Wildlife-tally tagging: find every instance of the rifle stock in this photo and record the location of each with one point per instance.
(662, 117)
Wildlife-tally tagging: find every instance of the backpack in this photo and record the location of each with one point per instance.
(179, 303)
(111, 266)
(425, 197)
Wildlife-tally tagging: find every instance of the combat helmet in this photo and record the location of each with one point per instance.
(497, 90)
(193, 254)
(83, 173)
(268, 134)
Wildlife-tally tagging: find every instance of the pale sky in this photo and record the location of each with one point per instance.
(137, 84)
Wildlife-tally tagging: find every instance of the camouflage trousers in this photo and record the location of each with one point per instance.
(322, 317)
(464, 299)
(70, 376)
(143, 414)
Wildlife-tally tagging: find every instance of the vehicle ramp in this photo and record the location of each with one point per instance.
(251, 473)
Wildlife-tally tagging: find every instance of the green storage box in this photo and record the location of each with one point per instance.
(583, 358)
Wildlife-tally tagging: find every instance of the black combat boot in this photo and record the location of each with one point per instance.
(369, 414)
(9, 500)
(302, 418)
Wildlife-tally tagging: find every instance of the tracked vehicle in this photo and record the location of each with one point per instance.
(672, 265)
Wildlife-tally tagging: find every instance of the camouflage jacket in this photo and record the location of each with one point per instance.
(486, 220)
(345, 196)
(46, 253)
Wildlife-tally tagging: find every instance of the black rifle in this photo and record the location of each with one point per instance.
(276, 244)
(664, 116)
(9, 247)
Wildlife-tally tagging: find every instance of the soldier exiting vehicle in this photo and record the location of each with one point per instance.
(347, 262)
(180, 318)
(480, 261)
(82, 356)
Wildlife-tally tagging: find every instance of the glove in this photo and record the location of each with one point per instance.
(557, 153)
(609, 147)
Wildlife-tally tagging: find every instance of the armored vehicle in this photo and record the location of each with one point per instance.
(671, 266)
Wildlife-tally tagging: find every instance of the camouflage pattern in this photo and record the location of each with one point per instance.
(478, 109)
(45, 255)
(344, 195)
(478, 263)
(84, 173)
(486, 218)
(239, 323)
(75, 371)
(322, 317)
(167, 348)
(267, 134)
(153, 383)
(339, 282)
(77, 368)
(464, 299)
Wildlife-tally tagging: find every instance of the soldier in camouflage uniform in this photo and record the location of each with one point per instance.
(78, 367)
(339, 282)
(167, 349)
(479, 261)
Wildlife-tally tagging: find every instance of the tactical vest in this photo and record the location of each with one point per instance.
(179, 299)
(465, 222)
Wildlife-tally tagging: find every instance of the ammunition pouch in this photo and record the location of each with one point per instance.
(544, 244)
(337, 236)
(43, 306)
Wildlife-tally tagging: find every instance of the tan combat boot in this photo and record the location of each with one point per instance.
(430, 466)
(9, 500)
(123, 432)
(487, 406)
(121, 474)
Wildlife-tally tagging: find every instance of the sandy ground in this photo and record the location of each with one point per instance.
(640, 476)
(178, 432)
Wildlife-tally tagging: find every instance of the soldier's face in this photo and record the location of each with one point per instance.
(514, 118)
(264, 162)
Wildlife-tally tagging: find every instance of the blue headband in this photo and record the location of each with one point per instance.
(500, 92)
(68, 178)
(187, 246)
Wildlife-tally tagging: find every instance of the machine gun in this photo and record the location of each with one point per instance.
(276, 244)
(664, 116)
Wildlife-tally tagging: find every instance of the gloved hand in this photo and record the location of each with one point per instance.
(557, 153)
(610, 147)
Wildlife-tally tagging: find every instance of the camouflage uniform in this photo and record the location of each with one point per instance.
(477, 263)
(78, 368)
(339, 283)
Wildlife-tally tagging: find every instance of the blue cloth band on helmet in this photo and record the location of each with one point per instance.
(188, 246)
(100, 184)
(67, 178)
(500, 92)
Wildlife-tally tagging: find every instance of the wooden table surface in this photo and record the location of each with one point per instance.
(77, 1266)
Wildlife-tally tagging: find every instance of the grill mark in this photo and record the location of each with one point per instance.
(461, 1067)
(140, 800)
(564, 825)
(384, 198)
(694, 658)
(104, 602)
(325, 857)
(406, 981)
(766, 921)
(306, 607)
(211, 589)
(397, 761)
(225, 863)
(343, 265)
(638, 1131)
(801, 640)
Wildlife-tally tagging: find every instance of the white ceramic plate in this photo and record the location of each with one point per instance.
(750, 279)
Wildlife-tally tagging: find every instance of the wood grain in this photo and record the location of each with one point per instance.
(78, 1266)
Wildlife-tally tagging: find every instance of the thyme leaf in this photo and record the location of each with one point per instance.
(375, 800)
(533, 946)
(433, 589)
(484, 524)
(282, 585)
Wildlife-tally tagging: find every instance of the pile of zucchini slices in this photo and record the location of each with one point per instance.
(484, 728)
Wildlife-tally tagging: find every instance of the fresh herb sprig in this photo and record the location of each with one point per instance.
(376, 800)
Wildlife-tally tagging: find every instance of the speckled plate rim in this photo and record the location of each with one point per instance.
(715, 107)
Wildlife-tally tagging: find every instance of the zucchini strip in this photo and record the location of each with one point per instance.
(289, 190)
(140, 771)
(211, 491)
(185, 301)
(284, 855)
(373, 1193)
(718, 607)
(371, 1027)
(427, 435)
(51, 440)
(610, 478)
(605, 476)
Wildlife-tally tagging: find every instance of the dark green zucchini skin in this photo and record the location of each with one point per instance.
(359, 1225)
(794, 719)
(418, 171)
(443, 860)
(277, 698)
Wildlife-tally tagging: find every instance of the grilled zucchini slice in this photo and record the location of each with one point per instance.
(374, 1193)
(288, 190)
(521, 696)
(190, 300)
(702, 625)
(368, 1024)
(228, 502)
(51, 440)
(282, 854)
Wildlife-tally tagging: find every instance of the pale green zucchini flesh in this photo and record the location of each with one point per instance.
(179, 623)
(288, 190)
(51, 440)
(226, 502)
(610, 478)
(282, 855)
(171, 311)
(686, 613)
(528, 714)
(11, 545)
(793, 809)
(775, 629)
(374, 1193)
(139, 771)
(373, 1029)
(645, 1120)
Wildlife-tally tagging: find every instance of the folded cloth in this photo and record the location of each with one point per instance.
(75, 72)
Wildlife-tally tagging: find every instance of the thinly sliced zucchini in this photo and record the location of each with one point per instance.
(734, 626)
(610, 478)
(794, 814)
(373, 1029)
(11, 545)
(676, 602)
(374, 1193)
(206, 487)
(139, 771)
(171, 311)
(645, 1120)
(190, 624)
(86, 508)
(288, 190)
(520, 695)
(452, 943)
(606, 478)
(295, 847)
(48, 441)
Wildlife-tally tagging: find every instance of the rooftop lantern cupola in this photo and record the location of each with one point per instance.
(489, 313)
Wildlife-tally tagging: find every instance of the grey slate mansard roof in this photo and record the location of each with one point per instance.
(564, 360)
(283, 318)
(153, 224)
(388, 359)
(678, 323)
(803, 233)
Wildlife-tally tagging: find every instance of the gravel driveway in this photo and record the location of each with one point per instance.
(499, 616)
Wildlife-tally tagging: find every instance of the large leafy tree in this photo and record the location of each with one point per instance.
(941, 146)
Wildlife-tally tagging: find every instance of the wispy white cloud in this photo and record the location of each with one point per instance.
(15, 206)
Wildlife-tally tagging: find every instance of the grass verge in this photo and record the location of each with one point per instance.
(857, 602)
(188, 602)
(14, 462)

WHAT IS ASKED:
Can you rewrite every line of the entries above as a JSON list of strings, one string per line, with blank lines left out?

TASK ANSWER:
[
  "Wildlife-tally tagging: find every instance of the rifle stock in this photo and record the location of each with one point per instance.",
  "(662, 117)",
  "Wildlife-tally tagging: find every instance of the backpack in this photo and record the location of each with one point per instance.",
  "(179, 303)",
  "(111, 266)",
  "(425, 197)",
  "Wildlife-tally tagging: find every instance of the combat helmet in this photo and record the location of each with one point per instance.",
  "(497, 90)",
  "(193, 254)",
  "(83, 173)",
  "(268, 134)",
  "Wildlife-tally tagging: find every instance of the pale sky in this photo and record the location of each with one point per instance.",
  "(137, 84)",
  "Wildlife-tally tagging: find every instance of the camouflage trousers in this photo and record the location of each with one point per instance.",
  "(322, 317)",
  "(464, 299)",
  "(70, 376)",
  "(143, 414)",
  "Wildlife-tally tagging: find every instance of the vehicle ramp in this photo and record the location of each with one point per instance.",
  "(251, 473)",
  "Wildlife-tally tagging: find every instance of the green storage box in this photo and record the location of each with one point per instance.",
  "(583, 358)",
  "Wildlife-tally tagging: find every instance of the black combat boot in this photo and record the location of each with one point per instance.",
  "(369, 414)",
  "(9, 500)",
  "(302, 418)",
  "Wildlife-tally tagging: find every instance of the tracked vehicle in this photo and record the location of each with one point per instance.",
  "(672, 265)",
  "Wildlife-tally tagging: find every instance of the camouflage jacket in this photo and record the location of each with one point per instance.",
  "(486, 220)",
  "(345, 196)",
  "(46, 253)",
  "Wildlife-tally tagging: find every instance of the black rifle in this photo and record the location of each with one point per instance.",
  "(276, 244)",
  "(664, 116)",
  "(9, 247)",
  "Wildlife-tally tagging: find every instance of the soldier exiting vehicle in this photo and record the location of each with one point per instance.",
  "(347, 262)",
  "(180, 318)",
  "(480, 261)",
  "(82, 356)",
  "Wildlife-tally tagging: find every instance of the glove in this photo and record the location of each with one point per instance.",
  "(557, 153)",
  "(609, 147)",
  "Wildlife-tally tagging: find every instance of the armored vehicle in this photo and record the location of each with one point per instance.",
  "(671, 266)",
  "Wildlife-tally tagging: find every instance of the camouflage pattern in this photo and record the location of each with one point per instance.",
  "(478, 109)",
  "(45, 255)",
  "(344, 195)",
  "(478, 263)",
  "(84, 173)",
  "(486, 218)",
  "(239, 323)",
  "(75, 371)",
  "(322, 317)",
  "(167, 348)",
  "(267, 134)",
  "(153, 383)",
  "(339, 282)",
  "(77, 368)",
  "(464, 299)",
  "Wildlife-tally tagging: find every instance of the soldier in camouflage uniform in this photo and record the location of each with one point per instance.",
  "(78, 367)",
  "(339, 282)",
  "(167, 349)",
  "(479, 261)",
  "Wildlife-tally tagging: find every instance of the tactical vest in this photo and record the location of each with one point per instance.",
  "(179, 299)",
  "(465, 222)",
  "Wildlife-tally tagging: find every instance of the ammunition pouch in this photo and record the location of each with one point per instance.",
  "(544, 244)",
  "(337, 236)",
  "(43, 306)",
  "Wildlife-tally tagging: find every instance of the tan combat boot in this photo and record the location of each with one point per instance.",
  "(430, 466)",
  "(9, 500)",
  "(123, 432)",
  "(487, 406)",
  "(121, 474)",
  "Wildlife-tally tagging: find every instance of the sandy ground in this photo and record the location of each with one point per instance.",
  "(640, 476)",
  "(178, 432)",
  "Wildlife-tally tagging: find every instance of the soldier's face in this photo and record the location of each with one point per instance.",
  "(514, 118)",
  "(264, 162)",
  "Wildlife-tally tagging: find every instance of the blue headband in this photo and record the location of each with one point per instance.",
  "(500, 92)",
  "(68, 178)",
  "(187, 246)",
  "Wildlife-tally tagging: find every instance of the machine gun in this photo and record the location of each with one point per instance.",
  "(276, 244)",
  "(664, 116)",
  "Wildlife-tally tagging: find every instance of the gloved hand in this photo and record the location of each with one point per instance.",
  "(557, 153)",
  "(610, 147)",
  "Wildlife-tally tagging: find every instance of the camouflage uniform in this photo and record the location of each with one point per instance.",
  "(477, 263)",
  "(78, 368)",
  "(339, 283)",
  "Wildlife-tally tagging: find every instance of the blue cloth band on helmet in this photo and record the location of each with one point per instance.",
  "(188, 246)",
  "(100, 184)",
  "(67, 178)",
  "(500, 92)",
  "Wildlife-tally tagging: find every instance of the wooden table surface in this photo and record the location of each with one point per instance.",
  "(77, 1266)",
  "Wildlife-tally tagging: find every instance of the grill mark in this photo and record the location of each with one point per instance.",
  "(461, 1067)",
  "(140, 800)",
  "(564, 825)",
  "(384, 198)",
  "(694, 658)",
  "(104, 602)",
  "(325, 857)",
  "(406, 981)",
  "(766, 921)",
  "(306, 607)",
  "(211, 589)",
  "(397, 761)",
  "(225, 863)",
  "(343, 265)",
  "(638, 1131)",
  "(801, 640)",
  "Wildlife-tally tagging: find every instance of the white ceramic plate in this photo and record the location of each with one point per instance.",
  "(750, 279)",
  "Wildlife-tally tagging: find every instance of the wood grain in this photo and record the location of each with one point per instance.",
  "(78, 1266)",
  "Wildlife-tally tagging: find every instance of the thyme leaf in this photo and record the location of each with one point per instance.",
  "(375, 800)",
  "(533, 946)",
  "(433, 589)",
  "(484, 524)",
  "(282, 585)",
  "Wildlife-tally tagging: find every instance of the pile of zucchini slices in this photo and record the location of each with one point per instance.",
  "(484, 728)",
  "Wildlife-tally tagging: find every instance of the fresh herb sprig in this photo and record the location of each with one point per instance.",
  "(376, 800)",
  "Wildlife-tally tagging: find every instance of the speckled plate rim in this photo and record the location of each with one point per instance.",
  "(715, 107)",
  "Wildlife-tally tagging: find every instance of the zucchini strip in this photo and record the location of each with one point per instance.",
  "(289, 190)",
  "(140, 771)",
  "(211, 491)",
  "(185, 301)",
  "(284, 855)",
  "(373, 1193)",
  "(718, 607)",
  "(371, 1027)",
  "(427, 435)",
  "(51, 440)",
  "(610, 478)",
  "(605, 476)",
  "Wildlife-tally tagging: find every instance of the dark green zucchini skin in this photo and record the location of each with one point per instance.",
  "(359, 1225)",
  "(794, 719)",
  "(418, 171)",
  "(443, 860)",
  "(277, 698)",
  "Wildlife-tally tagging: find every instance of the grilled zucchini slice in this photo and record the location of each with one point per instance.",
  "(374, 1193)",
  "(288, 190)",
  "(521, 696)",
  "(190, 300)",
  "(702, 625)",
  "(368, 1024)",
  "(228, 502)",
  "(51, 440)",
  "(282, 854)",
  "Wildlife-tally tagging: find every instance of the pale green zucchini flesh in this photo and record the location of each with one point per instance.",
  "(179, 623)",
  "(288, 190)",
  "(51, 440)",
  "(226, 502)",
  "(610, 478)",
  "(282, 855)",
  "(171, 311)",
  "(686, 613)",
  "(528, 714)",
  "(11, 545)",
  "(793, 809)",
  "(775, 629)",
  "(374, 1193)",
  "(139, 771)",
  "(373, 1029)",
  "(645, 1120)",
  "Wildlife-tally tagging: find every instance of the folded cloth in this photo and record the location of each with one point per instance.",
  "(75, 72)",
  "Wildlife-tally tagging: find every instance of the thinly sliced zucchini in this photo and record the location of each with one point per instance.",
  "(734, 626)",
  "(610, 478)",
  "(794, 814)",
  "(373, 1029)",
  "(11, 545)",
  "(676, 602)",
  "(374, 1193)",
  "(206, 487)",
  "(139, 771)",
  "(171, 311)",
  "(645, 1120)",
  "(190, 624)",
  "(86, 508)",
  "(288, 190)",
  "(520, 695)",
  "(452, 943)",
  "(606, 478)",
  "(295, 847)",
  "(48, 441)",
  "Wildlife-tally tagging: find every instance of the rooftop lantern cupola in this photo and record the location of each with one point per instance.",
  "(489, 313)",
  "Wildlife-tally tagging: find every instance of the grey slate mansard roof in this photo and record the location of each with one point per instance.",
  "(564, 360)",
  "(283, 318)",
  "(153, 224)",
  "(388, 359)",
  "(678, 323)",
  "(803, 233)",
  "Wildlife-tally tagging: find every instance of the gravel driveway in this photo and record the location of each with one point per instance.",
  "(499, 616)",
  "Wildlife-tally tagging: find every instance of the large leafy tree in this photo and record the location of each with one point per instance.",
  "(941, 146)",
  "Wildlife-tally tagging: find every instance of the wispy white cloud in this photo and record the location of each with one point per instance.",
  "(15, 206)",
  "Wildlife-tally tagging: find every instance of the grass verge in this photo and record the location of each with one point per instance.",
  "(857, 602)",
  "(188, 602)",
  "(14, 462)"
]